**BRIEF**
Recast the data from the line containing "the blue cap" up to and including the final line as a JSON list of strings, with one string per line and blank lines omitted.

**Object location annotation data**
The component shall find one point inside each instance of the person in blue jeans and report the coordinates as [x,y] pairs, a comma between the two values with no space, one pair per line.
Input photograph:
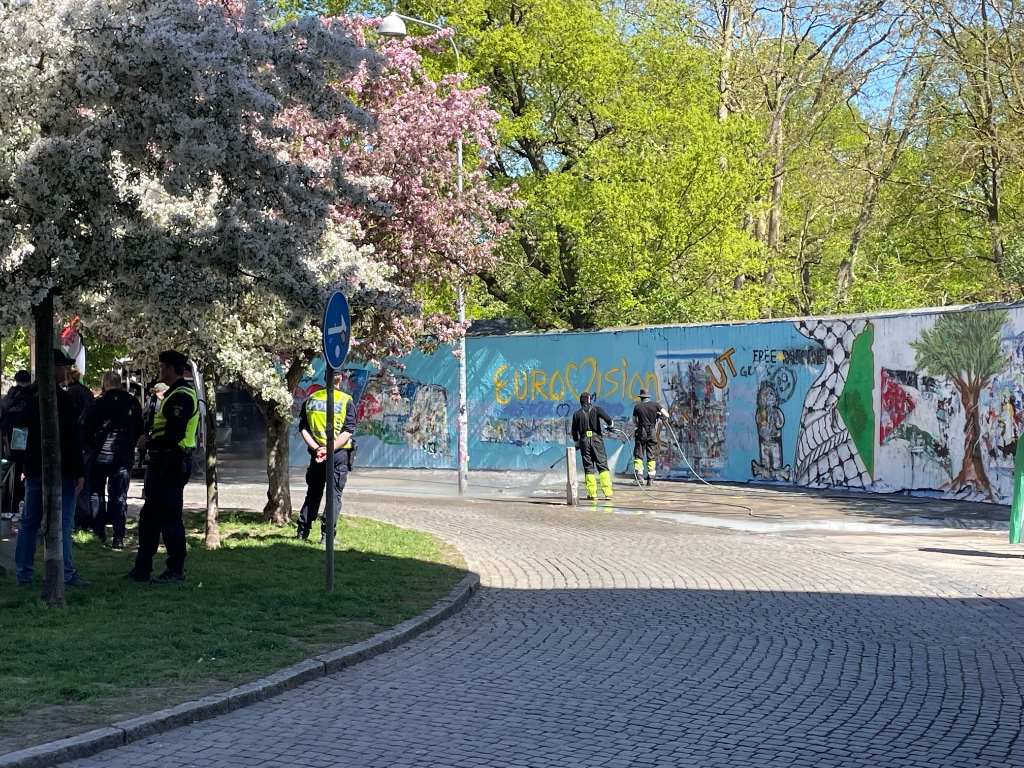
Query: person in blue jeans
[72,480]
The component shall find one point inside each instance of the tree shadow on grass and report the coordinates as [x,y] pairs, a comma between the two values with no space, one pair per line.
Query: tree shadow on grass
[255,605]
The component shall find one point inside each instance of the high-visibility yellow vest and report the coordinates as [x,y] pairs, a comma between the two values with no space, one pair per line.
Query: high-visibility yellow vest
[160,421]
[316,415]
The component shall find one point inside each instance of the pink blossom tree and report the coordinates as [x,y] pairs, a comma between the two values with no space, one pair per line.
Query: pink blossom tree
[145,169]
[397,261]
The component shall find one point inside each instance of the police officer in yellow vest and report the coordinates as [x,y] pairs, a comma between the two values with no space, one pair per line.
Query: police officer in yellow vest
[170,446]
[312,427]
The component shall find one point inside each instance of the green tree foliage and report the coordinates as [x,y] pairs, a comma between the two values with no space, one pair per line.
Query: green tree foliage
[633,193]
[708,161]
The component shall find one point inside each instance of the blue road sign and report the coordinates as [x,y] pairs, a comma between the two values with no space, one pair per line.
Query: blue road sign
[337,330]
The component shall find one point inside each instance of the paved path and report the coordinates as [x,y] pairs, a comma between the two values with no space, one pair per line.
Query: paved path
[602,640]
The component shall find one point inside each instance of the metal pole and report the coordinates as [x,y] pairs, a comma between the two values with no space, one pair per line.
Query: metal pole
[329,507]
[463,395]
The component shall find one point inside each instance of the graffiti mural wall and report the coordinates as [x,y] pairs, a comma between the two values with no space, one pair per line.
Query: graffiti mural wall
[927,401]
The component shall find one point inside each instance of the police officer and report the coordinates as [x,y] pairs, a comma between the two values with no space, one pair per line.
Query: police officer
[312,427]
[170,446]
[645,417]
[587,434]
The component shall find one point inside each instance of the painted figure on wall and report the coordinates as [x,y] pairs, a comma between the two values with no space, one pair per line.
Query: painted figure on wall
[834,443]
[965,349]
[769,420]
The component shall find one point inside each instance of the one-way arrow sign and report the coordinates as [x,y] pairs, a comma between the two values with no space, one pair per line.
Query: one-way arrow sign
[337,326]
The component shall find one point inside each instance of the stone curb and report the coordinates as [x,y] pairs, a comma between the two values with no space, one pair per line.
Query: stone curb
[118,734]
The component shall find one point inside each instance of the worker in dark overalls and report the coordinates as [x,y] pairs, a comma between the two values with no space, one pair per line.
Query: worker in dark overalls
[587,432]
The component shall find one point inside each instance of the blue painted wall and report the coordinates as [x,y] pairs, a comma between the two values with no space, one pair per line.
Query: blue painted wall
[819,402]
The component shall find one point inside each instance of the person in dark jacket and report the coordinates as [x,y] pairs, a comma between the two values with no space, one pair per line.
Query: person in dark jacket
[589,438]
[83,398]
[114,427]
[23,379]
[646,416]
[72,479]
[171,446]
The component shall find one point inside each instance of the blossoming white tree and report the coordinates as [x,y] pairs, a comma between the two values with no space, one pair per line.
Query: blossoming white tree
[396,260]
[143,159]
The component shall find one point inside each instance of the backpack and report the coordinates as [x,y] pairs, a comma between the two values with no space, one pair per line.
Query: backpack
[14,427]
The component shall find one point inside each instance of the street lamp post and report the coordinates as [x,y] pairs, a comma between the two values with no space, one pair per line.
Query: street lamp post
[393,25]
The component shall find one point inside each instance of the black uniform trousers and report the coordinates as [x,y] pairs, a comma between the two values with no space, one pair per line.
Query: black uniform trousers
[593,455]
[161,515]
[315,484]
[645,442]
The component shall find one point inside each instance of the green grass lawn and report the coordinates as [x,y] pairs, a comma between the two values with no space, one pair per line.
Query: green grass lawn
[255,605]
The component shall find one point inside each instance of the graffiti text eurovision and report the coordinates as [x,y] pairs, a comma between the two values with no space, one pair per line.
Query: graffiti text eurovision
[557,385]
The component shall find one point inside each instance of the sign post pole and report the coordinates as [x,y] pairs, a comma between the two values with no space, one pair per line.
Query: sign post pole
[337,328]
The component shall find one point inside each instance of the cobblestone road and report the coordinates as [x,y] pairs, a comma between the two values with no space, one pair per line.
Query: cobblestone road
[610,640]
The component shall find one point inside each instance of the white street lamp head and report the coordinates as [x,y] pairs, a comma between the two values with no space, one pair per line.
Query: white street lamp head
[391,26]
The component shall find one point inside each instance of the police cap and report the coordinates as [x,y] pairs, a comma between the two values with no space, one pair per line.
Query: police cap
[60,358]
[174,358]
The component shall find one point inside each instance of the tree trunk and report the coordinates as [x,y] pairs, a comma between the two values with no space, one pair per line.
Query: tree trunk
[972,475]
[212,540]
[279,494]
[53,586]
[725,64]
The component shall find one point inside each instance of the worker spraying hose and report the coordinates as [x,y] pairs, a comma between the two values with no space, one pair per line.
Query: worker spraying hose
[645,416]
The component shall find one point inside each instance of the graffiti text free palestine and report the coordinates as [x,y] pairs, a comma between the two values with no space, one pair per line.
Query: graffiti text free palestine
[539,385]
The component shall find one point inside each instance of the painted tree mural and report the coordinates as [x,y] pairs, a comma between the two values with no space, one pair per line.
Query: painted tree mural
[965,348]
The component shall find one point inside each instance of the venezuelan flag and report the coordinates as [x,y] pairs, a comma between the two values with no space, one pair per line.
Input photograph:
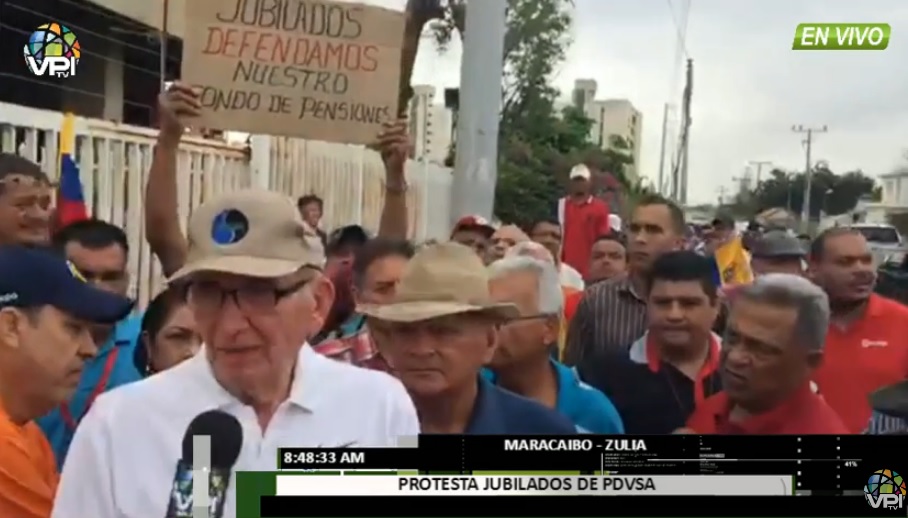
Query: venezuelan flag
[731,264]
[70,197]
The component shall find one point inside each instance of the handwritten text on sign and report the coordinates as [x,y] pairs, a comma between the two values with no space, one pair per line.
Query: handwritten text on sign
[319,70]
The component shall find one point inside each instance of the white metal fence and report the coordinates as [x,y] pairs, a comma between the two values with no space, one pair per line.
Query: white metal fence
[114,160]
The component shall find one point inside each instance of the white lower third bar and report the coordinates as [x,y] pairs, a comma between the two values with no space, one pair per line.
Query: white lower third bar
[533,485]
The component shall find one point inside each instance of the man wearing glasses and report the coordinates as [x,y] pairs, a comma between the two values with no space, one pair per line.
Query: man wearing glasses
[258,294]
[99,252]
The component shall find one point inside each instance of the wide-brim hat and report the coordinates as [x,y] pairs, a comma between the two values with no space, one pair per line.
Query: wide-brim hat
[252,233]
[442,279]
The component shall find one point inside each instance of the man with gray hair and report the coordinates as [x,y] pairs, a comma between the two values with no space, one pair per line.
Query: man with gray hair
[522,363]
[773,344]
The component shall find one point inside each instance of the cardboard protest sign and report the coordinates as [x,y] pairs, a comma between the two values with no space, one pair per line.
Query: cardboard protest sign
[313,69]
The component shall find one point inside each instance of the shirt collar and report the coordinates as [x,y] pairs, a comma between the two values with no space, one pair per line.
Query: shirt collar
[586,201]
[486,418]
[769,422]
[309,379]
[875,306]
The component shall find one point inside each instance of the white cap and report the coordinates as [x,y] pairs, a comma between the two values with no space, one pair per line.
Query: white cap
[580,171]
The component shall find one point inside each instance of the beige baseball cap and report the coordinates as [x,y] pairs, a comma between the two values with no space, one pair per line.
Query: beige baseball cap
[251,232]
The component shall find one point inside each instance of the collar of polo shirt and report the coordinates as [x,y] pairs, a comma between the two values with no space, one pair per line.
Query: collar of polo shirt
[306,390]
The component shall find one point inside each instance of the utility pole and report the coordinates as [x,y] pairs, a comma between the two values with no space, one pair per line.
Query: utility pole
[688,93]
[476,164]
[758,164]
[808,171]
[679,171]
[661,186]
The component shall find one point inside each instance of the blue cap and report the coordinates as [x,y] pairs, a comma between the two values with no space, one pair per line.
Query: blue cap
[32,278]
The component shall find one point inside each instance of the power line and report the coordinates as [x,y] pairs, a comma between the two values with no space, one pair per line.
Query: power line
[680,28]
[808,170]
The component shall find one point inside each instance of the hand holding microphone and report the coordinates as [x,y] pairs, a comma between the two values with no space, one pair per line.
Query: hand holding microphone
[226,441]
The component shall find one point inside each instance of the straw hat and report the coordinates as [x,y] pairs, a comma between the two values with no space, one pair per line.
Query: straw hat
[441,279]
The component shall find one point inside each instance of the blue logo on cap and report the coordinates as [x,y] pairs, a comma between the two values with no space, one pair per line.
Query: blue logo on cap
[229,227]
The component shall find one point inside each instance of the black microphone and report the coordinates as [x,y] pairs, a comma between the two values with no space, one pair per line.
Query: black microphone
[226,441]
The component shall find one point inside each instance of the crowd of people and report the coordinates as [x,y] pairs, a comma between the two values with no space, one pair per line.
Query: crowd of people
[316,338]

**TASK ANSWER**
[
  "The component shall find one point inside each instance of the blue cap and report the coordinates as [x,y] pairs, a comma between the two values with no space, one pair per line.",
  "Query: blue cap",
  "[32,278]",
  "The component shall find one point inside each instance of the power line and report the coordinates as [x,y] pairs, a comma between the two values with no space, one pair per line.",
  "Query: power line",
  "[680,28]",
  "[808,170]",
  "The component shall find one point inside each instance of the hand holding microphone and report the coordinates as [x,y] pairs, a comma between the two values with no space, one pair per line.",
  "Query: hand holding microphone",
  "[226,441]",
  "The component shall find one point inside each instance of the straw hat and report the coordinates as [x,y] pairs, a comma between the two values with no space, one pair per line.",
  "Query: straw hat",
  "[441,279]",
  "The component shall find one point inside each instance of the blue logo on cap and report the coordinates as [x,y] pairs, a comma between the two values with no space, one pair per line.",
  "Query: blue logo on cap",
  "[229,227]",
  "The component shall find one point inside each instance of the black microphone and report the coordinates as [x,y] pairs, a comma between the two values with no space, one pair per line.",
  "Query: black microphone",
  "[226,441]",
  "The component shall find one point inside each instance of the crowd of people and report the coordinates as [x,y] pairs, a comma between the two values with no space, one pair per line.",
  "Query: crowd of people",
  "[316,338]"
]